* **GIVEN INSTRUCTION**: Rewrite the lines below as a JSON list of strings, with one string per line and any blank lines left out.

===== DATA SHOWN

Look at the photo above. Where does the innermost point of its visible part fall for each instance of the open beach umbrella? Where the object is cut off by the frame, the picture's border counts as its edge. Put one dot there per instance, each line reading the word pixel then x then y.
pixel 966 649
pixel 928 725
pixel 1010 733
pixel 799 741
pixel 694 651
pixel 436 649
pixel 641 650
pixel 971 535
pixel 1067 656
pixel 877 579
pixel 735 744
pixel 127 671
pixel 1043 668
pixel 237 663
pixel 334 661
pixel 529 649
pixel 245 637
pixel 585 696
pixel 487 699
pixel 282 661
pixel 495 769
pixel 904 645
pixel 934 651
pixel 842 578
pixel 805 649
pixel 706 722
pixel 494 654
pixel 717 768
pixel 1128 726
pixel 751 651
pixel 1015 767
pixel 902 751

==========

* **PROBLEM SOLUTION**:
[
  "Look at the photo above. Where does the innermost point of its visible part fall for each instance of the open beach umbrella? Where the object is cut off by the frame, the picture's border counts as its edge. Put one dot there per instance, each line reading the word pixel then x then y.",
  "pixel 966 649",
  "pixel 928 725",
  "pixel 1010 733",
  "pixel 799 741",
  "pixel 694 651",
  "pixel 436 649",
  "pixel 641 650",
  "pixel 971 535",
  "pixel 1067 656",
  "pixel 877 579",
  "pixel 735 744",
  "pixel 127 671",
  "pixel 1043 668",
  "pixel 237 663",
  "pixel 334 661",
  "pixel 529 649",
  "pixel 245 637",
  "pixel 585 696",
  "pixel 487 699",
  "pixel 282 661",
  "pixel 495 769",
  "pixel 904 645",
  "pixel 934 651",
  "pixel 842 578",
  "pixel 805 649",
  "pixel 706 722",
  "pixel 494 654",
  "pixel 717 768",
  "pixel 1128 726",
  "pixel 751 651",
  "pixel 1015 767",
  "pixel 902 751"
]